Items from a dataset:
☆ ☆ ☆ ☆

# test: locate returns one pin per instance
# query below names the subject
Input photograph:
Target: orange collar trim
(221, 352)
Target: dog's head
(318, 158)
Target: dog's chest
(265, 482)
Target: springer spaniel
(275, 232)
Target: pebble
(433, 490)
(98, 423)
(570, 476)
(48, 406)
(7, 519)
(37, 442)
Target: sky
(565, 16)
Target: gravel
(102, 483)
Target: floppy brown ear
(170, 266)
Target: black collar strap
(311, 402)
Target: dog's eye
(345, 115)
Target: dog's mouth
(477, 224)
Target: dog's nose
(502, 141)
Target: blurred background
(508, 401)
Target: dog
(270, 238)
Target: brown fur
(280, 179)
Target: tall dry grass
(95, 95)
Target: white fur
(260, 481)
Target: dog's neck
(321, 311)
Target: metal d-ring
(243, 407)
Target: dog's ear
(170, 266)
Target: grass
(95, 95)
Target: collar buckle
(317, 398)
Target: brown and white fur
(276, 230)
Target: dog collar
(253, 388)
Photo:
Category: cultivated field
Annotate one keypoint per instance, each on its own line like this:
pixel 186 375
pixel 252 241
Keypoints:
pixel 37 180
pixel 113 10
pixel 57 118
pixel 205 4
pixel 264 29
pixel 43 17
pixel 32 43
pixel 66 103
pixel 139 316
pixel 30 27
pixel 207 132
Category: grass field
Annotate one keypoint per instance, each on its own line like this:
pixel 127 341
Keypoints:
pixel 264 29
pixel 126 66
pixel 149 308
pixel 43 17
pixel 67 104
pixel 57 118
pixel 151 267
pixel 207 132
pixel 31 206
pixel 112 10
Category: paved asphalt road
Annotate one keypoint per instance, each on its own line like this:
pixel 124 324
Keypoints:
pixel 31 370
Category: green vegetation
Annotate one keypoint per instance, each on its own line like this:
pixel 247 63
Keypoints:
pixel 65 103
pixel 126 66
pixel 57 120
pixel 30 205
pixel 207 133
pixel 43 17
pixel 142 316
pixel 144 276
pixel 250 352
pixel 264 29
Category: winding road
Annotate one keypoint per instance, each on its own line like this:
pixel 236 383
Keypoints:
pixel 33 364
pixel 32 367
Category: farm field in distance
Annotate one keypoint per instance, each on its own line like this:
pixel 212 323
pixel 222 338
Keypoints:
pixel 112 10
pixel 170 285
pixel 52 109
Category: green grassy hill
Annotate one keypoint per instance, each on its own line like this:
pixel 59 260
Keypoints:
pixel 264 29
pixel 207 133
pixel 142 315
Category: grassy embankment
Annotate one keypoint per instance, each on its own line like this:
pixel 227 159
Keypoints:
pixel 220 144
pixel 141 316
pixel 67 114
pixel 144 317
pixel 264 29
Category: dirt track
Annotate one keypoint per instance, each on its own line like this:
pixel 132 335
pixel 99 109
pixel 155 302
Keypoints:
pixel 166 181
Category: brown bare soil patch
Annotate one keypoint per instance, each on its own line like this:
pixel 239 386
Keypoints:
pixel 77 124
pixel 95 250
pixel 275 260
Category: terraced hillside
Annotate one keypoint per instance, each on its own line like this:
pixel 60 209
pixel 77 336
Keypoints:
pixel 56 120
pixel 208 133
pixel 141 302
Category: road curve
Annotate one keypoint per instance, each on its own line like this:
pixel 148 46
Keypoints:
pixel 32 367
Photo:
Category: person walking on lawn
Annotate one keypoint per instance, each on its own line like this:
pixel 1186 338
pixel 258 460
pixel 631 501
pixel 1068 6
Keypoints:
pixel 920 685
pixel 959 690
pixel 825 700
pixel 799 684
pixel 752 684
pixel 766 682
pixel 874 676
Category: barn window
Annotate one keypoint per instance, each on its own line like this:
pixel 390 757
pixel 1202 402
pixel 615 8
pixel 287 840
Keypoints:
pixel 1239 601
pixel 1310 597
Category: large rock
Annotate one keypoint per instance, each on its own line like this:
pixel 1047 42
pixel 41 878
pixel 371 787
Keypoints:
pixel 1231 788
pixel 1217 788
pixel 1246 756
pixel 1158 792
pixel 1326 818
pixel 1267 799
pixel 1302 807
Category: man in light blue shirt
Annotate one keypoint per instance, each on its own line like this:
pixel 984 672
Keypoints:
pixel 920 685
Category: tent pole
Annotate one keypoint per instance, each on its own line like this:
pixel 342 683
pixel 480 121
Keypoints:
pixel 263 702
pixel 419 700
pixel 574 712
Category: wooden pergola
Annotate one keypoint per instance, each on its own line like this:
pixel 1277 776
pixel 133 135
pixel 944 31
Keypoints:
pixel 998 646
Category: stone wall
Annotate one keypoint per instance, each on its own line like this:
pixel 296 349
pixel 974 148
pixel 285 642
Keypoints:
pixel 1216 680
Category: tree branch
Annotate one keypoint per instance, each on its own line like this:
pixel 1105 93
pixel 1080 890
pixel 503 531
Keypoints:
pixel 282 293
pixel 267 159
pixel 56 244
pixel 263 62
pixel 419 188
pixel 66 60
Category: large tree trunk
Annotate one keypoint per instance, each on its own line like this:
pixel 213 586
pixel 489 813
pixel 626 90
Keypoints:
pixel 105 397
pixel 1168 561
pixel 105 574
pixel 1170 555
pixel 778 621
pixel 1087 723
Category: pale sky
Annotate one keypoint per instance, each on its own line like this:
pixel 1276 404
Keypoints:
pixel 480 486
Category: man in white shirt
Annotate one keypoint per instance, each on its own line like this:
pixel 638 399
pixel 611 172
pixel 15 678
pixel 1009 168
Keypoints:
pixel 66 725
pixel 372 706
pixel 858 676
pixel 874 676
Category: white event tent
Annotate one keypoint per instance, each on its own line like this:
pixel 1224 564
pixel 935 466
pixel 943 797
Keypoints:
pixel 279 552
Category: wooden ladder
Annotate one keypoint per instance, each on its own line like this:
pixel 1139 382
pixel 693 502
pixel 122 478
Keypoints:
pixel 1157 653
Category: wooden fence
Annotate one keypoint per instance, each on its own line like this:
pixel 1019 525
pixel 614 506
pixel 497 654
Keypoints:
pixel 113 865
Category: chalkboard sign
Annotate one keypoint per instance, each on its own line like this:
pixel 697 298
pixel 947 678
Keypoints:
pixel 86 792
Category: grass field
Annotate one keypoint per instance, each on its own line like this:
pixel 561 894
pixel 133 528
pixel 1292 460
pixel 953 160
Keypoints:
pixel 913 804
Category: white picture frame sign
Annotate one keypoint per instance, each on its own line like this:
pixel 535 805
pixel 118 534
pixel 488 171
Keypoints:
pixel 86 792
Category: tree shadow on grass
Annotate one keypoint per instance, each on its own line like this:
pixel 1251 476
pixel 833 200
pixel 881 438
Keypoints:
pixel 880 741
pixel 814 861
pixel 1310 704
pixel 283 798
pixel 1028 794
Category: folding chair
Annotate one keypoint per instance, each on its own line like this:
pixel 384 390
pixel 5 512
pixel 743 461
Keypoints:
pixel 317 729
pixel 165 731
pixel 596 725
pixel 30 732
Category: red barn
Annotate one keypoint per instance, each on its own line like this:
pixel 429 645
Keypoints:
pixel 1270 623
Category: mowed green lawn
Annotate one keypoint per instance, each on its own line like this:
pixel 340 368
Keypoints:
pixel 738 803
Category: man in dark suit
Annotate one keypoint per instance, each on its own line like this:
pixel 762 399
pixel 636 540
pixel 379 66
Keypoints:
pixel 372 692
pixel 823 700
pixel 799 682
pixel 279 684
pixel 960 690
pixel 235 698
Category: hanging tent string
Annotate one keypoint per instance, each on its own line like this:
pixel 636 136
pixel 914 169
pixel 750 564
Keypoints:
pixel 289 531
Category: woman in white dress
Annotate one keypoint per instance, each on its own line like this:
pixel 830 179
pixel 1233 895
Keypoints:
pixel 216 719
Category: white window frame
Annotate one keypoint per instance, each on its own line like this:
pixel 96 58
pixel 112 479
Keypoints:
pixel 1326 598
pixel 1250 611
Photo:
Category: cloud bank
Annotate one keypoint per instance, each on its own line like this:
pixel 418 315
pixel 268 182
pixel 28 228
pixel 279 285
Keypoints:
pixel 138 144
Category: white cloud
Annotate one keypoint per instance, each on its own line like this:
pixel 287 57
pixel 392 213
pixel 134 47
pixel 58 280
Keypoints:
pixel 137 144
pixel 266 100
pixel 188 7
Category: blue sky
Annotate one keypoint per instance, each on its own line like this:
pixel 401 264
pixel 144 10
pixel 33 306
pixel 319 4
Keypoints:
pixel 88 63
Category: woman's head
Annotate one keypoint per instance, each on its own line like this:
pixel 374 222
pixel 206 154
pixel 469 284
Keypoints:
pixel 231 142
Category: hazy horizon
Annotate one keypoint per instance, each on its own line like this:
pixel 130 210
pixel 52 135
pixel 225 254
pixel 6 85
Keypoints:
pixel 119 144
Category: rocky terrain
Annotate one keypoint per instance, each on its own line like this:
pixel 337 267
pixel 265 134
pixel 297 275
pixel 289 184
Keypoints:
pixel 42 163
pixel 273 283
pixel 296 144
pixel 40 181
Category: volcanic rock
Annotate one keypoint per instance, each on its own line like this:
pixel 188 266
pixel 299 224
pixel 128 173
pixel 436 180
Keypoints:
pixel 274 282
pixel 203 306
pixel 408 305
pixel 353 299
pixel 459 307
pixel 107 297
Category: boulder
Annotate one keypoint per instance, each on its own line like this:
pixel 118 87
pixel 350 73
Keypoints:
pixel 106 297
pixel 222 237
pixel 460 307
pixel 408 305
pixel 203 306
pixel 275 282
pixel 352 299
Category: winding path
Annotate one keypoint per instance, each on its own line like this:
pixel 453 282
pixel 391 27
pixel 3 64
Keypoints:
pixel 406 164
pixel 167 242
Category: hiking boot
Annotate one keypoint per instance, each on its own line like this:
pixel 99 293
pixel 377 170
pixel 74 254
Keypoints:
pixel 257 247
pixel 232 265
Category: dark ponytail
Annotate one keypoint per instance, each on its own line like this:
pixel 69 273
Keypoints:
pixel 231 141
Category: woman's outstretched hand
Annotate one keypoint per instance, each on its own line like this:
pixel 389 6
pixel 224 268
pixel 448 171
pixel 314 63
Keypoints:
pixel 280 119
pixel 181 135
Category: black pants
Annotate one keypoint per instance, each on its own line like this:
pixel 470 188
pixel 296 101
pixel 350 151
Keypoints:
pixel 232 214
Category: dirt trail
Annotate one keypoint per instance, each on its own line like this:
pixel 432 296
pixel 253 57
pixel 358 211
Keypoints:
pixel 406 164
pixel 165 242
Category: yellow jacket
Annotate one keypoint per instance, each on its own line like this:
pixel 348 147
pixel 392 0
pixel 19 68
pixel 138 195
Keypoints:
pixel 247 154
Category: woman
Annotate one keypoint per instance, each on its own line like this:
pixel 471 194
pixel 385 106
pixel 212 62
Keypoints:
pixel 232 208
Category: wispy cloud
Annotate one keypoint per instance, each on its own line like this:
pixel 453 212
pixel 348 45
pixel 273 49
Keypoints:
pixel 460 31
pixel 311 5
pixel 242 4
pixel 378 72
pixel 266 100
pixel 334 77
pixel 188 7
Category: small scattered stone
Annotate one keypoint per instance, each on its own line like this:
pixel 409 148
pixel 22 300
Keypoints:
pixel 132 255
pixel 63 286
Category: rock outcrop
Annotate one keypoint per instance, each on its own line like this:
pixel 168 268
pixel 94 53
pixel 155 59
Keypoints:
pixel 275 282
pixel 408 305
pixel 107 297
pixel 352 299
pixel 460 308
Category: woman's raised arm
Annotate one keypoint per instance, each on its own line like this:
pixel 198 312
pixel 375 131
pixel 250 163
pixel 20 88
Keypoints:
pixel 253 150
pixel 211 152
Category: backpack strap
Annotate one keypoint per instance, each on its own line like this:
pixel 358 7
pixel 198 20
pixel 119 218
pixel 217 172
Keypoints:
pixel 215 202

☆ ☆ ☆ ☆

■ EXERCISE BRIEF ■
Scan the records above for the lines holding "pixel 239 386" and "Category: road curve". Transcribe those two and every line between them word for word, and no others.

■ ANSWER SECTION ■
pixel 239 386
Keypoints:
pixel 77 124
pixel 95 250
pixel 275 260
Category: terraced hillside
Annotate one keypoint per instance, each on its own line like this:
pixel 60 209
pixel 77 336
Keypoints:
pixel 56 120
pixel 208 133
pixel 141 302
Category: road curve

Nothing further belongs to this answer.